Write out the listing beneath this instruction in its entirety, exactly as it reads.

** BEGIN **

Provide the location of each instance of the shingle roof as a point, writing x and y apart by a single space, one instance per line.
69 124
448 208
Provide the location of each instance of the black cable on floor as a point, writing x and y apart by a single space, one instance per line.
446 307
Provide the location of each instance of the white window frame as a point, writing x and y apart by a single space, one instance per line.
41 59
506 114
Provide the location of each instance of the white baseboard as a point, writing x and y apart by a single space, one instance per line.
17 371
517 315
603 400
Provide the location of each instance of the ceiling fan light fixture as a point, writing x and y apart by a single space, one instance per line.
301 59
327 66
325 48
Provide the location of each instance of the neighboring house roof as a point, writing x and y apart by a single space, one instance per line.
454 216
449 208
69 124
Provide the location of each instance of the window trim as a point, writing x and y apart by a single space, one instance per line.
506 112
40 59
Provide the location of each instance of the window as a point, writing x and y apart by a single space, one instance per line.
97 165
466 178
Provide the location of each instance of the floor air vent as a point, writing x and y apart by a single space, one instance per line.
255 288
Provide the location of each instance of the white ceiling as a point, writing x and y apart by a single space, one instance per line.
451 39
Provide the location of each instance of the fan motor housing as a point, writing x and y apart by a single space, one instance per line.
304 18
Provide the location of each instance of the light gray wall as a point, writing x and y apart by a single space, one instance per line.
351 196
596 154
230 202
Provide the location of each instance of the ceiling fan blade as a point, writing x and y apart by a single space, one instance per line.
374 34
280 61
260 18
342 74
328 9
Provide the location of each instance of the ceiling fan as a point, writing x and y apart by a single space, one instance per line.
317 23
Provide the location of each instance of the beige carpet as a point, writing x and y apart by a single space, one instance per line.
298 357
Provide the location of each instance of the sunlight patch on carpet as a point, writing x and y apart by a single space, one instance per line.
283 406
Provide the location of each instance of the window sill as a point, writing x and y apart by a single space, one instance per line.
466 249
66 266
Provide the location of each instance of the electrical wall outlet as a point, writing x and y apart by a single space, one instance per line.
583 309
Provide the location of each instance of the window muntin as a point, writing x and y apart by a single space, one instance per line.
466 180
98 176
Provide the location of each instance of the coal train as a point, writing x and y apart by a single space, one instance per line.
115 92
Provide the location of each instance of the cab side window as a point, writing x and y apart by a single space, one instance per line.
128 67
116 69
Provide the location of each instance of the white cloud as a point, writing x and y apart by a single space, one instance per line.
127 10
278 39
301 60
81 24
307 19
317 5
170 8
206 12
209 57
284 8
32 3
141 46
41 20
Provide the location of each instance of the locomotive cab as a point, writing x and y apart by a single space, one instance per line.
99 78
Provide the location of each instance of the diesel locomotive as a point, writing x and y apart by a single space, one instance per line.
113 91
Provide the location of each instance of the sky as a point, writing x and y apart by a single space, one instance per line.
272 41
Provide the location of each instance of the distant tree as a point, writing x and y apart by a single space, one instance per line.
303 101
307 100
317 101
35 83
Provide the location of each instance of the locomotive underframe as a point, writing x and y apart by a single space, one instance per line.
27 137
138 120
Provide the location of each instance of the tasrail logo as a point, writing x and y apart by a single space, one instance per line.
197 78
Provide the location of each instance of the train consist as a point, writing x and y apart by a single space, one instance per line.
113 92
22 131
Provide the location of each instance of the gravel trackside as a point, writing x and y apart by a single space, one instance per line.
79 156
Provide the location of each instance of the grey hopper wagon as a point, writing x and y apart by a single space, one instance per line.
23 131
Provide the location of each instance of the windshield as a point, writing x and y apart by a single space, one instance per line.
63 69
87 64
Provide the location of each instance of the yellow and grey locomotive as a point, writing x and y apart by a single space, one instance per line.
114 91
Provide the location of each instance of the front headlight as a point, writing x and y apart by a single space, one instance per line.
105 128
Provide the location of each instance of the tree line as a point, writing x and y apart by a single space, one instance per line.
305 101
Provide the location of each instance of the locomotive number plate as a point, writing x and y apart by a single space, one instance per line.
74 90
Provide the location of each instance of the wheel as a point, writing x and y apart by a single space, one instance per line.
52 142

** END **

Expected output:
Provide the location of each instance of the shingle roof as a point, writing x and y apart by a single space, one instance per line.
69 124
448 208
Provide the location of each instance of the black cable on floor as a point, writing x and y apart by a single space, one instance per line.
446 307
Provide the location of each instance of the white window frame as a point, writing x and y apart by a single space, one instance per line.
41 59
506 114
Provide the location of each instance of the white baseboard as a point, writing x and y apart by a single space, one instance per line.
17 371
517 315
603 400
Provide the location of each instance of the ceiling fan light fixture as a point, writing x and y apart by a single space, one instance per line.
301 59
327 66
325 48
Provide the location of each instance of the neighboring house roof as a point, writing x and y apart by a single space, one instance per line.
454 216
449 208
69 124
Provide the location of each instance of the window trim as a point, writing x and y apart by a single space, one instance per line.
506 112
40 59
Provide the location of each instance of the window as a point, writing x and y apart by a single space, one instance per line.
97 165
466 178
Provide the location of each instance of the floor air vent as a point, writing x and y apart by a single space, one instance per line.
255 288
Provide the location of each instance of the white ceiling as a point, writing x and y apart by a single space, one instance per line.
451 39
Provide the location of each instance of the fan motor housing as a point, writing x and y apart by a single space, one instance per line.
304 18
Provide the location of each instance of the light gray wall as a point, writing x and y apart by a single space, one instance per line.
351 196
596 154
230 202
Provide the location of each instance of the ceiling fan blade as a point, writing x and y apart by a single space, one instance per line.
374 34
280 61
260 18
342 74
328 9
Provide the location of each instance of the ceiling fan as a point, writing x and y apart by a single space, one instance per line.
317 23
Provide the location of each instance of the beige carpet as a point, writing x and y apart by a single space, one instance per line.
298 357
Provide the location of each instance of the sunlight patch on carpet as a point, writing x and y apart by a single space, one instance per line.
283 406
Provide the location of each instance of the window sill as a point, writing x and y apart by a single space, one instance per line.
466 249
66 266
Provide the location of each instance of the electrical wall outlet as a point, writing x and y apart by a single space, one instance per line.
583 309
Provide the location of each instance of the window muntin as a point, writing x and y apart by a single space, one instance per line.
466 180
98 176
Provide the location of each instance of the coal train as a point, writing x and y apart by a single space, one instance per line.
115 92
Provide the location of each instance of the cab side window as a point, writing x and y apart by a single space, one instance per line.
128 67
116 69
Provide the location of each instance of the white cloud as a point, writing x and y apart by a single space, one instance per line.
127 10
278 39
301 60
81 24
307 19
317 5
170 8
206 12
209 57
284 8
32 3
141 46
41 20
Provide the location of each instance of the locomotive cab as a point, writing x and y apart by a single space, one instance per line.
99 78
Provide the location of each instance of the diesel locomotive as a point, writing x and y apart by a single space, one instance per line.
113 91
Provide the location of each instance of the sky as a point, writing x and y apart by a single space, one instance per line.
272 41
Provide the location of each instance of the distant tree as a point, writing x and y apart by a single space, one instance per line.
303 101
307 100
317 101
35 83
Provide the location of each instance of the locomotive underframe as a point, writing x and y apart by a single space, one instance per line.
27 137
138 120
Provide the location of each instance of the tasrail logo as a point, writing x and y apart by a single space, one instance per line.
197 78
Provide the location of each instance of the train consist as a point, writing x and y apart by a single space, one instance per line.
113 92
22 131
Provide the location of each instance of the gravel trackside as a point, writing x and y apart by a single space, one instance per line.
79 156
Provide the location of each instance of the grey hopper wagon as a point, writing x and y apart by a single space, one instance per line.
23 131
Provide the location of each instance of the windshield as a point, writing x and y apart by a single space, one instance per line.
63 69
87 64
Provide the location of each instance of the yellow and grey locomotive as a point, writing x and y apart by a single space, one instance per line.
114 91
Provide the location of each instance of the front headlight as a point, writing x and y apart by a single space, one instance per line.
105 128
Provide the location of each instance of the tree line as a point, writing x and y apart by a single space, one instance per line.
305 101
Provide the location of each instance of the locomotive number plate as a point, writing x and y apart by a single space, one instance per line.
74 90
Provide the location of each instance of the wheel as a point, writing x and y apart by a single space, one instance per line.
52 142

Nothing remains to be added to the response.